● WHAT IS NEEDED
Could you output each record below exactly as it stands and leave the pictures out?

Stored records
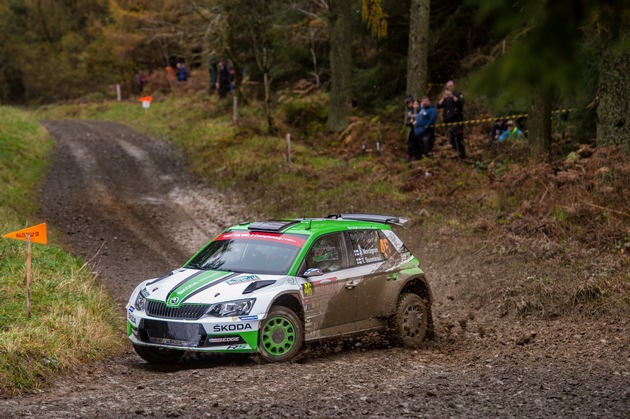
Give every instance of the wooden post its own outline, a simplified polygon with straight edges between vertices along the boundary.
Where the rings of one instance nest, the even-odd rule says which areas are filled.
[[[238,118],[238,97],[236,94],[232,97],[232,122],[236,124]]]
[[[291,133],[287,133],[287,161],[291,163]]]
[[[120,91],[120,84],[116,85],[116,99],[120,102],[122,100],[122,92]]]
[[[26,233],[26,316],[31,317],[31,235]]]

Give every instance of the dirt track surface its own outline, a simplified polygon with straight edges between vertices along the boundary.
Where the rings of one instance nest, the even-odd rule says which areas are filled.
[[[42,218],[111,290],[121,335],[122,306],[140,280],[250,218],[187,175],[164,143],[113,123],[44,125],[57,149]],[[471,280],[477,268],[441,240],[412,246],[434,287],[439,333],[420,350],[354,339],[313,346],[297,363],[187,356],[168,368],[129,350],[44,392],[0,400],[0,417],[628,417],[627,321],[525,322],[465,307],[453,278]]]

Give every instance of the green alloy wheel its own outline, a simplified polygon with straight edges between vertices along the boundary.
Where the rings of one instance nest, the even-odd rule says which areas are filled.
[[[304,327],[295,313],[273,306],[259,331],[261,357],[268,362],[286,362],[295,358],[304,338]]]

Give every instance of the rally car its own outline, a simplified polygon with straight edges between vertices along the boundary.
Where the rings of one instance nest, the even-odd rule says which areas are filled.
[[[384,331],[418,347],[433,333],[431,289],[387,215],[242,223],[182,268],[142,282],[127,334],[150,363],[185,351],[296,358],[306,342]]]

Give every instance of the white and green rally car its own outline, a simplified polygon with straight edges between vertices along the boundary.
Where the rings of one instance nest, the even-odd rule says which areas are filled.
[[[390,227],[405,222],[337,214],[228,228],[182,268],[138,285],[129,339],[151,363],[184,351],[289,361],[305,342],[375,330],[417,347],[433,333],[432,296]]]

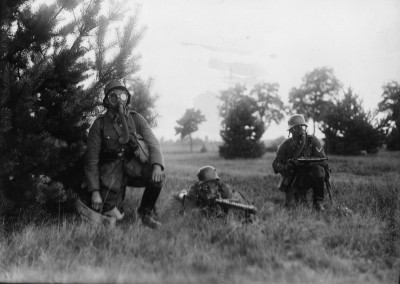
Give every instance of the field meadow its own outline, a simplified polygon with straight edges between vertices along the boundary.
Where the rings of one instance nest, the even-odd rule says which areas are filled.
[[[159,230],[136,220],[140,188],[128,190],[126,217],[114,229],[93,227],[71,214],[3,220],[0,281],[398,283],[400,153],[330,156],[334,204],[326,197],[328,210],[322,213],[311,206],[283,207],[273,158],[273,153],[257,160],[165,153]],[[196,212],[182,216],[168,206],[169,195],[187,188],[207,164],[259,209],[253,224],[235,214],[227,220],[207,220]]]

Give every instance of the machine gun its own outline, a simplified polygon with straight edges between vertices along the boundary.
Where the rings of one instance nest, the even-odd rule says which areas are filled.
[[[328,158],[298,158],[298,159],[292,159],[296,165],[296,167],[302,167],[302,166],[311,166],[311,165],[316,165],[320,164],[323,161],[327,161]],[[329,170],[328,170],[329,171]],[[290,185],[292,186],[294,182],[296,181],[297,176],[294,175],[293,179],[290,181]],[[332,193],[331,193],[331,184],[329,182],[329,177],[325,179],[325,185],[326,185],[326,191],[329,196],[329,200],[333,204],[333,199],[332,199]]]
[[[227,206],[228,208],[243,210],[244,212],[246,212],[248,214],[255,215],[257,213],[257,208],[254,205],[247,205],[247,204],[235,202],[234,200],[217,198],[215,200],[215,203],[219,204],[219,205]]]
[[[328,158],[298,158],[298,159],[293,159],[293,161],[297,162],[300,166],[318,164],[318,163],[326,161],[326,160],[328,160]]]
[[[187,191],[181,190],[175,196],[179,201],[184,203],[185,198],[187,197]],[[241,210],[241,211],[244,211],[245,213],[253,214],[253,215],[255,215],[257,213],[257,208],[254,205],[243,204],[243,203],[237,202],[235,200],[223,199],[223,198],[219,198],[219,197],[207,198],[207,204],[208,204],[208,206],[212,206],[214,204],[219,204],[226,208]]]

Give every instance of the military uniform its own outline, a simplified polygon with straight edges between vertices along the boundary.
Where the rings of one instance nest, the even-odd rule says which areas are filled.
[[[213,201],[217,198],[231,199],[232,196],[233,191],[219,179],[198,181],[189,188],[183,207],[184,210],[199,208],[207,216],[222,216],[227,212],[227,208],[215,205]]]
[[[169,218],[184,212],[201,212],[205,217],[224,217],[228,212],[226,204],[219,204],[217,199],[247,204],[243,196],[220,181],[217,171],[212,166],[201,167],[197,173],[198,181],[189,189],[172,193],[166,200],[162,211]]]
[[[145,186],[139,213],[149,213],[162,188],[162,183],[151,181],[153,164],[164,169],[161,147],[147,121],[132,111],[125,113],[130,142],[120,144],[122,125],[118,118],[108,110],[90,128],[85,166],[88,191],[100,190],[103,212],[113,207],[121,211],[126,186]],[[142,139],[148,147],[149,157],[145,164],[139,161],[135,137]]]
[[[298,124],[304,125],[304,123]],[[304,135],[304,145],[303,140],[299,137],[291,137],[285,140],[277,151],[272,167],[275,173],[280,173],[284,177],[284,180],[289,181],[287,188],[283,188],[281,184],[281,189],[283,188],[282,190],[285,190],[286,194],[286,206],[291,205],[293,200],[296,202],[305,201],[307,190],[312,188],[314,206],[320,207],[320,204],[324,200],[325,179],[329,178],[327,176],[329,175],[327,162],[322,161],[310,165],[298,166],[296,169],[293,169],[289,165],[289,160],[293,158],[326,158],[324,149],[318,138],[307,133],[304,133]]]

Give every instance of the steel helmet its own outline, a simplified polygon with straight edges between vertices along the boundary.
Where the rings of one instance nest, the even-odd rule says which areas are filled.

● TASK SOLUTION
Give every instance of the wooden post its own outline, a simplified polygon with straight edges between vertices along the boundary.
Where the rings of one instance nest, the even-odd rule says which areas are filled.
[[[238,118],[238,97],[236,94],[232,97],[232,122],[236,124]]]
[[[291,133],[287,133],[287,161],[291,163]]]
[[[120,91],[120,84],[116,85],[116,99],[120,102],[122,100],[122,92]]]
[[[26,233],[26,316],[31,317],[31,235]]]

Give every instance of the dirt track surface its own outline, a simplified polygon with straight edges between vertices along the boundary.
Where the rings of one instance nest, the even-odd rule says which areas are filled.
[[[42,218],[111,290],[121,335],[122,306],[140,280],[250,218],[187,175],[164,143],[113,123],[44,125],[57,149]],[[471,280],[477,268],[441,240],[412,246],[434,287],[439,333],[420,350],[354,339],[313,346],[297,363],[187,356],[168,368],[129,350],[44,392],[0,400],[0,417],[628,417],[627,321],[525,322],[465,307],[453,278]]]

Give every instance of the green alloy wheel its own outline, a simplified polygon with straight edges between vertices along the boundary.
Where the rings of one instance nest, the even-odd rule says which areas are filled.
[[[304,327],[295,313],[273,306],[259,331],[261,357],[268,362],[286,362],[295,358],[304,338]]]

Give every instance of the rally car its own outline, a simplified polygon with straight edges between vertices along the boundary.
Where the rings of one instance nest, the even-odd rule says which areas are filled.
[[[384,331],[418,347],[433,333],[431,289],[387,215],[242,223],[182,268],[142,282],[127,334],[150,363],[185,351],[296,358],[306,342]]]

Give every instance of the white and green rally car its own outline, a simplified polygon with straight edges between vertices along the boundary.
Where the rings of one instance nest, the even-odd rule says which areas are filled.
[[[390,227],[405,222],[337,214],[228,228],[182,268],[138,285],[129,339],[151,363],[184,351],[289,361],[305,342],[375,330],[417,347],[433,333],[432,296]]]

Give every instance of the field meadow its own outline, a simplified polygon with straight edges between vertices along the boundary.
Where the rings of one instance nest, the even-odd rule says which areas are filled.
[[[159,230],[136,220],[140,188],[128,190],[126,217],[114,229],[93,227],[71,214],[3,220],[0,281],[398,283],[400,153],[330,156],[334,204],[326,197],[328,210],[322,213],[311,206],[283,207],[273,158],[273,153],[257,160],[165,153]],[[196,212],[182,216],[168,206],[169,195],[187,188],[207,164],[259,209],[253,224],[235,214],[227,220],[207,220]]]

Give every instance of the machine gun its own outline, a simplified polygon with straight edges between vertices along the boundary.
Where the rings of one instance nest, the even-odd rule says which areas are filled.
[[[328,158],[298,158],[298,159],[292,159],[296,165],[296,167],[302,167],[302,166],[311,166],[311,165],[316,165],[320,164],[323,161],[327,161]],[[329,170],[328,170],[329,171]],[[290,185],[292,186],[294,182],[296,181],[297,176],[294,175],[293,179],[290,181]],[[332,193],[331,193],[331,184],[329,182],[329,177],[325,179],[325,185],[326,185],[326,191],[329,196],[329,200],[333,204],[333,199],[332,199]]]
[[[227,206],[228,208],[243,210],[244,212],[246,212],[248,214],[255,215],[257,213],[257,208],[254,205],[247,205],[247,204],[235,202],[234,200],[217,198],[215,200],[215,203],[219,204],[219,205]]]
[[[328,158],[298,158],[298,159],[293,159],[293,161],[297,162],[300,166],[318,164],[318,163],[326,161],[326,160],[328,160]]]
[[[187,191],[181,190],[175,196],[179,201],[184,203],[185,198],[187,197]],[[241,210],[241,211],[244,211],[245,213],[253,214],[253,215],[255,215],[257,213],[257,208],[254,205],[243,204],[243,203],[237,202],[235,200],[223,199],[223,198],[219,198],[219,197],[207,198],[207,204],[208,204],[208,206],[212,206],[214,204],[219,204],[226,208]]]

Give every instance of the military uniform its own outline, a simplified polygon with straight edges between vertices along the boundary.
Where the rings of one instance nest, the even-odd rule says which areas are filled.
[[[213,201],[217,198],[231,199],[232,196],[233,191],[219,179],[198,181],[189,188],[183,207],[184,210],[199,208],[207,216],[222,216],[227,212],[227,208],[215,205]]]
[[[169,218],[184,212],[201,212],[205,217],[224,217],[228,212],[226,204],[219,204],[217,199],[247,204],[243,196],[220,181],[217,171],[212,166],[201,167],[197,173],[198,181],[189,189],[172,193],[166,200],[162,211]]]
[[[145,186],[139,213],[149,213],[162,188],[162,183],[151,181],[153,164],[164,169],[161,147],[147,121],[132,111],[125,113],[130,142],[120,144],[122,125],[118,118],[108,110],[90,128],[85,166],[88,191],[100,190],[103,212],[113,207],[121,211],[126,186]],[[142,139],[148,147],[149,157],[145,164],[139,161],[135,137]]]
[[[298,124],[304,125],[304,123]],[[304,135],[304,145],[303,140],[299,137],[291,137],[285,140],[277,151],[272,167],[275,173],[280,173],[284,177],[284,180],[289,181],[287,188],[283,188],[281,184],[281,189],[283,188],[282,190],[285,190],[286,194],[286,206],[291,205],[293,200],[296,202],[305,201],[307,190],[312,188],[314,206],[320,207],[320,204],[324,200],[325,179],[329,178],[327,176],[329,175],[327,162],[322,161],[310,165],[298,166],[296,169],[293,169],[289,165],[289,160],[293,158],[326,158],[324,149],[318,138],[307,133],[304,133]]]

Give every instance of the steel helmet its own outline, a simplified polygon with straight edges between vertices along the boundary.
Where the rings of one instance nest, the even-odd rule says which areas are filled.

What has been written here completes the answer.